*EXERCISE PROMPT*. Write out every single entry exactly.

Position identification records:

— begin —

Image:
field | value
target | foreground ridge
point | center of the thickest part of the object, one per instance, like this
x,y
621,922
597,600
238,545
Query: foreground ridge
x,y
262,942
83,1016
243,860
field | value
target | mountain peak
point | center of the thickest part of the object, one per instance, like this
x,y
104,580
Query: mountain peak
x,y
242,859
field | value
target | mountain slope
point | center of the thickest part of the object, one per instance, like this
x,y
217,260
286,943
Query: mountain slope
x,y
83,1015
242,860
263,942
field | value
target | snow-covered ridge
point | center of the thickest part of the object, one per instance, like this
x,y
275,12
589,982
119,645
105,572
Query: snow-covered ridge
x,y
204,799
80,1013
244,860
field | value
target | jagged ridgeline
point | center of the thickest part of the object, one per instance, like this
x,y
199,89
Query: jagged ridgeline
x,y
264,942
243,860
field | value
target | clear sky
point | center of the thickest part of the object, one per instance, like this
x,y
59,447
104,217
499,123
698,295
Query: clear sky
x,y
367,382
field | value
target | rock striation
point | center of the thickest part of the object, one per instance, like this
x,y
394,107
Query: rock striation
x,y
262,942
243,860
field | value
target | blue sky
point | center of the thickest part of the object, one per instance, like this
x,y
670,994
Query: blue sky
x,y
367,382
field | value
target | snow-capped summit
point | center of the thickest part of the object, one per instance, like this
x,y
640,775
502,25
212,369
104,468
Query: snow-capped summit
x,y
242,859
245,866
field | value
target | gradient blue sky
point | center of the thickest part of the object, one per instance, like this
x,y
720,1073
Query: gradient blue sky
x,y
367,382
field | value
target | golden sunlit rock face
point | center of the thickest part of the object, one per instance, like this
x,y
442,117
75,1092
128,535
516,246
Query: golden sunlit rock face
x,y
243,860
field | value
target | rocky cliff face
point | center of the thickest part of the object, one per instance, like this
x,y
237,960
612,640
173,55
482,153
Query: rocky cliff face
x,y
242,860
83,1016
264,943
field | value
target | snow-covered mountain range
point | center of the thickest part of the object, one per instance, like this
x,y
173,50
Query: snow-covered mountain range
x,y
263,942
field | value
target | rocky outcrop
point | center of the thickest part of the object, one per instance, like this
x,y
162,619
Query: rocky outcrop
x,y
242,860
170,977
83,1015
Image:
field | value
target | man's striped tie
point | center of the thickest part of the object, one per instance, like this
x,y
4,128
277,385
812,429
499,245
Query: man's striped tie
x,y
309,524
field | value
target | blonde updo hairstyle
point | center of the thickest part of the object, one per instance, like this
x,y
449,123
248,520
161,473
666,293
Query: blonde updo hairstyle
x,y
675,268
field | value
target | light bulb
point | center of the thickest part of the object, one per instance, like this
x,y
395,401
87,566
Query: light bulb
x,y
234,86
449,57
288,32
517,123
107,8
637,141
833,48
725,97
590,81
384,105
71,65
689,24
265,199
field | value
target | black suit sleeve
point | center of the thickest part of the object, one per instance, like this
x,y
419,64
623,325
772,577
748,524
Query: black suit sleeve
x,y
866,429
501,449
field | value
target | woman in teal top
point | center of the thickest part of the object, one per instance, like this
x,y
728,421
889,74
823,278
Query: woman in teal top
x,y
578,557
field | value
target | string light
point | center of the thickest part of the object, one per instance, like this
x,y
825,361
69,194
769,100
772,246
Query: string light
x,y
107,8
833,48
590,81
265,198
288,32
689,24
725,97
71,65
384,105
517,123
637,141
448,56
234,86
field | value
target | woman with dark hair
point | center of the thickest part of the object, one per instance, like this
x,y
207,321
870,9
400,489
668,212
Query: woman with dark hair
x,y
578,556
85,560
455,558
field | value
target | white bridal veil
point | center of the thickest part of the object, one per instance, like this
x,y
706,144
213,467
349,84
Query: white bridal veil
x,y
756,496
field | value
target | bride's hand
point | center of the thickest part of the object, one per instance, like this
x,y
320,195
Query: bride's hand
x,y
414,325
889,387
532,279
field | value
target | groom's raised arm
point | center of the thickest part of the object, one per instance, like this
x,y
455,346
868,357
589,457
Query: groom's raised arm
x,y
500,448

— end —

*EXERCISE RESULT*.
Image:
field | value
target | foreground ridge
point | center of the thickest part of the object, one per instance, like this
x,y
621,922
597,600
238,545
Query: foreground ridge
x,y
262,942
83,1016
243,860
field | value
target | mountain peak
point | center of the thickest part of the object, one per instance, like this
x,y
104,580
Query: mountain peak
x,y
242,859
field | value
target | mountain slope
point | center of the thickest part of the object, one per instance, like this
x,y
217,260
286,943
Query: mountain slope
x,y
83,1015
242,860
263,942
field | value
target | snow-covered ridge
point | center of the thickest part of the object, one per instance, like this
x,y
275,12
589,982
119,645
105,572
Query: snow-covered ridge
x,y
204,799
80,1013
244,860
field | value
target | jagged ridgeline
point | center of the thickest part of the object, one per instance, like this
x,y
199,89
Query: jagged ridgeline
x,y
264,942
243,860
field | value
target | clear sky
point | center of the thickest part of the object, one per instance, like this
x,y
59,447
104,217
499,123
698,295
Query: clear sky
x,y
367,382
field | value
target | rock striation
point | center of the thickest part of the object, one per instance, like this
x,y
394,107
Query: rock striation
x,y
262,942
243,860
field | value
target | blue sky
point | center of the thickest part of the object, one per instance, like this
x,y
670,994
Query: blue sky
x,y
367,382
field | value
target | snow-capped summit
point | center of the thickest part of the object, one per instance, like this
x,y
640,775
502,25
212,369
104,468
Query: snow-capped summit
x,y
242,859
245,866
field | value
target | gradient blue sky
point | center of the thickest part of the object, one per instance, like this
x,y
720,1073
Query: gradient blue sky
x,y
367,382
field | value
target | golden sunlit rock face
point | center of the thickest part of the object, one per instance, like this
x,y
442,117
75,1092
128,535
516,246
Query: golden sunlit rock face
x,y
243,860
field | value
target | rocky cliff face
point | center of the thickest part of the object, one per instance, like this
x,y
237,960
612,640
173,55
482,153
Query: rocky cliff face
x,y
242,860
83,1016
264,943
field | value
target | snow-covered mountain range
point | center of the thickest part of the object, one per instance, like this
x,y
173,50
Query: snow-covered mountain range
x,y
263,942
field | value
target | rocky outcrop
point | center of the thickest part of the object, one per instance, like this
x,y
162,619
Query: rocky outcrop
x,y
242,860
170,977
83,1015
Image:
field | value
target | man's striped tie
point | center of the thickest part of the object, one per instance, like this
x,y
4,128
277,385
812,429
499,245
Query: man's striped tie
x,y
309,524
field | value
target | blonde updo hairstyle
point | center of the thickest part of the object, one per instance, like this
x,y
449,123
248,520
161,473
666,293
Query: blonde updo hairstyle
x,y
675,268
field | value
target | light bulb
point | center of the thickest part of the object, one per instance, like this
x,y
395,401
87,566
Query: light bulb
x,y
234,86
449,57
288,32
517,123
107,8
637,141
833,48
725,97
590,81
384,105
71,65
689,24
265,199
field | value
target | black suit sleeve
point | center of the thickest part of the object, one per instance, like this
x,y
419,64
623,325
772,577
748,524
Query: black suit sleeve
x,y
866,429
501,449
field | value
target | woman in teal top
point | center of the thickest part of the object, one per instance, like this
x,y
728,421
889,74
823,278
Query: woman in teal top
x,y
578,557
field | value
target | string light
point | center of the thickest part of the object, one per instance, like this
x,y
825,361
69,194
769,100
772,246
Query: string light
x,y
107,8
833,48
590,81
265,198
288,32
689,24
725,97
71,65
384,105
517,123
637,141
448,56
234,86
field | value
target | woman with dark hair
point | center of the thickest part of the object, one per instance, like this
x,y
207,321
870,9
400,489
668,212
Query: woman with dark hair
x,y
578,556
85,560
455,558
field | value
target | white bridal veil
point | center of the thickest part of the object, one per instance, like this
x,y
706,144
213,467
349,84
Query: white bridal veil
x,y
756,496
field | value
target | bride's hand
point | center of the thickest part of the object, one per instance, like this
x,y
320,195
Query: bride's hand
x,y
414,325
889,387
532,279
field | value
target | groom's raised arm
point | center of the thickest part of the object, one per instance, like this
x,y
455,346
868,357
589,457
Query: groom's raised arm
x,y
500,448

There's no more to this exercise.